■ **Exercise details**
The answer must consist of every line below containing "each".

■ **Study material**
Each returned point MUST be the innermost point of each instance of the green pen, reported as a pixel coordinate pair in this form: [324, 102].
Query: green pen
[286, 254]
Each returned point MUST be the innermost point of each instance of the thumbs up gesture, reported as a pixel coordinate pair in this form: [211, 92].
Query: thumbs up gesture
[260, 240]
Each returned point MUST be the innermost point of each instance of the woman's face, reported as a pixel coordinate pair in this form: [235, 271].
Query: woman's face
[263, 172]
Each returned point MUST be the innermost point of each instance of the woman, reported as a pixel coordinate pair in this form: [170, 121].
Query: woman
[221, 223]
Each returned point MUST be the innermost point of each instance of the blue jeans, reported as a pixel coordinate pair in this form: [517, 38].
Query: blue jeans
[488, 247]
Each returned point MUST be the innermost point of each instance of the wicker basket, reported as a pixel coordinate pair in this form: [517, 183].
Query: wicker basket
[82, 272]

■ **Answer section**
Each returned point MUST be the innermost point of each instance of the green pen, reported as a pixel coordinate pair in this form: [324, 102].
Each returned point MUST be the innermost point of each instance of the thumbs up gesture, reported as a pixel coordinate pair in this form: [211, 92].
Each returned point MUST be the innermost point of each instance of the woman's face, reported as a pixel coordinate pair in this form: [235, 271].
Each returned point MUST be the innermost point of each instance of the woman, reported as a pixel coordinate pair in this form: [170, 121].
Each returned point MUST be the innermost point of each instance of the blue jeans, reported as a pixel coordinate pair in this form: [517, 38].
Each returned point MUST be the innermost point of each instance of the wicker basket, reported as a pixel coordinate pair in this form: [517, 183].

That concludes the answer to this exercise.